* TASK TO COMPLETE
Pull out every line of the listing below that contains the word "mountain", and copy each one in full.

##### MATERIAL FOR THIS EXERCISE #####

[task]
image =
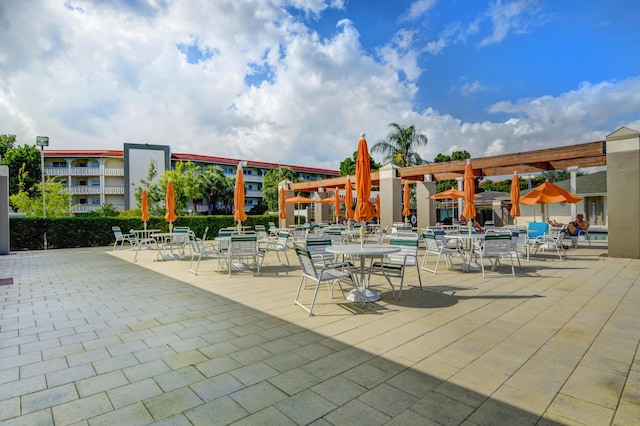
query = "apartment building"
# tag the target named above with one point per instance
(98, 177)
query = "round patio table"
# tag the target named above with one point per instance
(362, 293)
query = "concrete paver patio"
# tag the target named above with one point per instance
(89, 337)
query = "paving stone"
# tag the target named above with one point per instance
(138, 391)
(48, 398)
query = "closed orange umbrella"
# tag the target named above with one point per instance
(283, 210)
(515, 196)
(238, 197)
(364, 211)
(170, 204)
(469, 192)
(144, 205)
(406, 200)
(348, 199)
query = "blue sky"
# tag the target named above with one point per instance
(296, 81)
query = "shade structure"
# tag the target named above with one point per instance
(348, 199)
(469, 210)
(238, 197)
(144, 206)
(364, 210)
(515, 196)
(548, 193)
(406, 200)
(283, 210)
(299, 200)
(170, 203)
(449, 194)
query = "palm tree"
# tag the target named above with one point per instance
(401, 145)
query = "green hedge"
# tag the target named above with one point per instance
(68, 232)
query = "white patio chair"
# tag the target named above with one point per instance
(122, 238)
(201, 248)
(395, 264)
(494, 247)
(244, 250)
(278, 246)
(330, 273)
(436, 247)
(553, 239)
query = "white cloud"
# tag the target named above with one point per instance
(93, 76)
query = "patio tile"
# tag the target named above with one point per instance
(48, 398)
(131, 415)
(256, 397)
(221, 411)
(134, 392)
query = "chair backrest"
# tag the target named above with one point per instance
(408, 253)
(240, 244)
(537, 229)
(117, 232)
(497, 244)
(306, 261)
(430, 241)
(317, 245)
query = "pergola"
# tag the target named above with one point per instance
(583, 155)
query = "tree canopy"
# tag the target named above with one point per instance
(401, 146)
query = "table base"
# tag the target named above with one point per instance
(368, 295)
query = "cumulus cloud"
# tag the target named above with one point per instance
(251, 80)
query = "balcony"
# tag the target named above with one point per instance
(84, 190)
(84, 171)
(88, 208)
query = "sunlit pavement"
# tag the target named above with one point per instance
(89, 337)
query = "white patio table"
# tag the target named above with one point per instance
(362, 293)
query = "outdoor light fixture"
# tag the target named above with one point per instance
(43, 141)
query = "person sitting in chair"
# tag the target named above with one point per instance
(577, 226)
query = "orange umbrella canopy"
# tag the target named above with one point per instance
(283, 211)
(170, 204)
(144, 205)
(515, 196)
(406, 200)
(238, 197)
(469, 192)
(348, 199)
(548, 193)
(364, 211)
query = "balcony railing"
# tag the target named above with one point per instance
(84, 171)
(87, 208)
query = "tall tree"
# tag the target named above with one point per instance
(26, 158)
(348, 166)
(270, 184)
(401, 146)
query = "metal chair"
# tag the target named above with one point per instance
(122, 238)
(330, 273)
(394, 264)
(278, 246)
(437, 247)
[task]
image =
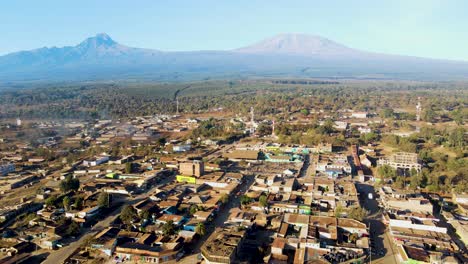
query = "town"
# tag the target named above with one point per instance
(322, 186)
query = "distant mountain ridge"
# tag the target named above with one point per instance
(298, 44)
(283, 55)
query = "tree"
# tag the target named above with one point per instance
(200, 229)
(225, 198)
(387, 113)
(161, 141)
(386, 171)
(145, 214)
(128, 167)
(69, 184)
(305, 112)
(429, 115)
(264, 129)
(128, 214)
(51, 201)
(366, 138)
(66, 203)
(103, 200)
(263, 200)
(193, 209)
(73, 229)
(78, 204)
(358, 213)
(169, 228)
(338, 210)
(415, 182)
(245, 199)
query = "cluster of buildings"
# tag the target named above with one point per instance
(417, 233)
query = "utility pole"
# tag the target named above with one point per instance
(177, 105)
(418, 110)
(370, 244)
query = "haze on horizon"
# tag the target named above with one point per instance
(416, 28)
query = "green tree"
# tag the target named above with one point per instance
(73, 229)
(128, 167)
(78, 204)
(103, 200)
(200, 229)
(66, 203)
(145, 214)
(264, 129)
(245, 199)
(128, 214)
(338, 210)
(305, 111)
(50, 201)
(263, 201)
(69, 184)
(429, 115)
(169, 228)
(224, 198)
(358, 213)
(193, 209)
(387, 113)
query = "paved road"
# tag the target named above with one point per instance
(379, 234)
(59, 256)
(222, 216)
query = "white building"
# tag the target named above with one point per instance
(6, 168)
(359, 114)
(96, 160)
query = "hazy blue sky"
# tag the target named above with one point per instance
(437, 29)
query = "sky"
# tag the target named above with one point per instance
(425, 28)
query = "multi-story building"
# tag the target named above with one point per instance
(6, 168)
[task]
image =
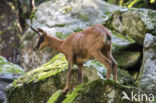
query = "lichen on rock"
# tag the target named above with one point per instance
(98, 91)
(45, 80)
(9, 68)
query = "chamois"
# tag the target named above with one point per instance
(93, 42)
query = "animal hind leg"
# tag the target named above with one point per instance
(98, 55)
(80, 76)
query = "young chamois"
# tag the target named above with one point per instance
(93, 42)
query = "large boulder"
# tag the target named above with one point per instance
(147, 76)
(101, 91)
(37, 85)
(9, 31)
(133, 22)
(60, 18)
(8, 72)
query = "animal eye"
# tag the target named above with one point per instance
(41, 39)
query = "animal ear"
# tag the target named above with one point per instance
(40, 30)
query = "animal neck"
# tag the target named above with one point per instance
(55, 43)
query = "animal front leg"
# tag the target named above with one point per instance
(80, 77)
(104, 60)
(66, 88)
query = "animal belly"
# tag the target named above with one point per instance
(81, 60)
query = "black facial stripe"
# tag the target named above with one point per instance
(41, 39)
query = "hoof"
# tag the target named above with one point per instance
(65, 90)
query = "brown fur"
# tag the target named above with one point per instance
(93, 42)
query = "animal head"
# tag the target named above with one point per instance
(41, 41)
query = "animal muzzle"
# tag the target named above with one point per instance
(34, 48)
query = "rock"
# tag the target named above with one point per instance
(9, 32)
(8, 72)
(147, 74)
(127, 59)
(9, 68)
(60, 18)
(137, 4)
(133, 22)
(37, 85)
(98, 91)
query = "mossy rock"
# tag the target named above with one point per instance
(127, 59)
(98, 91)
(9, 68)
(37, 85)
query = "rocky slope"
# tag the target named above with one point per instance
(38, 85)
(8, 72)
(133, 45)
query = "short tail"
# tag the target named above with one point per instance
(109, 37)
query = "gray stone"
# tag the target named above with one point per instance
(60, 18)
(134, 22)
(147, 75)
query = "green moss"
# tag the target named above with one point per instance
(132, 58)
(77, 92)
(83, 17)
(33, 14)
(2, 16)
(68, 9)
(60, 35)
(52, 68)
(124, 37)
(57, 97)
(8, 67)
(78, 30)
(95, 89)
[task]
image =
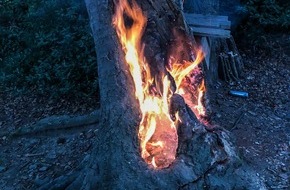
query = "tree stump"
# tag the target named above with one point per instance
(205, 159)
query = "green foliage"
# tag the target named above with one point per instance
(46, 46)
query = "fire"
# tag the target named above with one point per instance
(157, 131)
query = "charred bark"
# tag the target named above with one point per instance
(205, 160)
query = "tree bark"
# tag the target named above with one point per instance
(205, 160)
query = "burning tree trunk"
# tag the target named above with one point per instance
(127, 155)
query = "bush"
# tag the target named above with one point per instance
(46, 46)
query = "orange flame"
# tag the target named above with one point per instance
(157, 132)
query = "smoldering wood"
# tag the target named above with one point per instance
(204, 159)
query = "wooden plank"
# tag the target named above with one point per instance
(208, 21)
(211, 32)
(197, 16)
(206, 50)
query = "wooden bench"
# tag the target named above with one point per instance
(208, 26)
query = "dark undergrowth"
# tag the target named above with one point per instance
(47, 49)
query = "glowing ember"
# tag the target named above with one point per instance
(157, 132)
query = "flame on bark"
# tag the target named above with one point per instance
(157, 132)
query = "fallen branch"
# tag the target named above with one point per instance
(56, 123)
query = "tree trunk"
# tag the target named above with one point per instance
(205, 159)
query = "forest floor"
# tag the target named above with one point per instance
(259, 123)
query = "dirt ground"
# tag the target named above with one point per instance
(259, 123)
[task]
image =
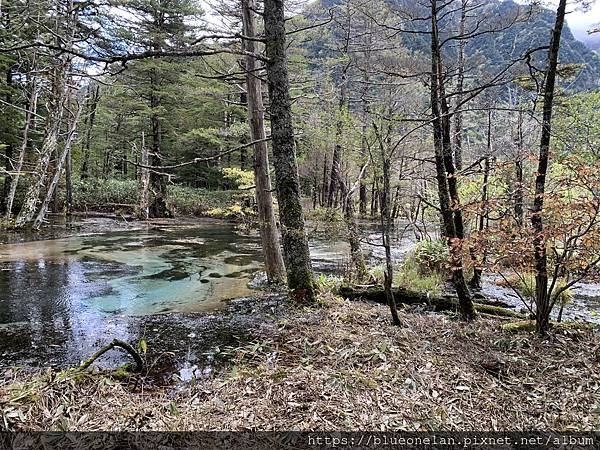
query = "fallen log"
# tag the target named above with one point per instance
(139, 362)
(409, 297)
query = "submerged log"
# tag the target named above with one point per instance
(409, 297)
(139, 362)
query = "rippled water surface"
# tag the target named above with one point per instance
(60, 299)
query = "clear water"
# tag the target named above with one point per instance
(60, 299)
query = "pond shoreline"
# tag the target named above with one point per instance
(339, 366)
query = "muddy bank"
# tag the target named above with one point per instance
(344, 367)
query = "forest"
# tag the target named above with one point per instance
(274, 215)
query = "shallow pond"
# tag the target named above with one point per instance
(62, 298)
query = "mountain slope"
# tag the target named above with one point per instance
(489, 52)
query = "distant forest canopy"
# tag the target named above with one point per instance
(480, 117)
(200, 101)
(519, 28)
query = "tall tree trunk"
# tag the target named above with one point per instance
(336, 160)
(356, 255)
(445, 174)
(49, 145)
(542, 296)
(68, 183)
(10, 147)
(519, 197)
(51, 191)
(475, 282)
(158, 183)
(31, 109)
(295, 242)
(93, 106)
(144, 182)
(386, 225)
(274, 265)
(325, 183)
(460, 80)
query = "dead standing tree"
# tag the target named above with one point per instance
(295, 242)
(274, 265)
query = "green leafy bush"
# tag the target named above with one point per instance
(525, 285)
(410, 276)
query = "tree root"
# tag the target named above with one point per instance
(408, 297)
(139, 362)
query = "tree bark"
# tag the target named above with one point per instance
(356, 255)
(542, 296)
(336, 160)
(31, 109)
(519, 207)
(460, 79)
(445, 173)
(295, 242)
(475, 282)
(39, 220)
(49, 145)
(158, 207)
(93, 102)
(144, 182)
(437, 302)
(386, 225)
(274, 265)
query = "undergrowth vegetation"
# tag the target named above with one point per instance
(113, 194)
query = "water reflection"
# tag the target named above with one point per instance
(59, 298)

#####

* RESULT OF THIS EXERCISE
query = "distant mountain ridge"
query = "mountain slope"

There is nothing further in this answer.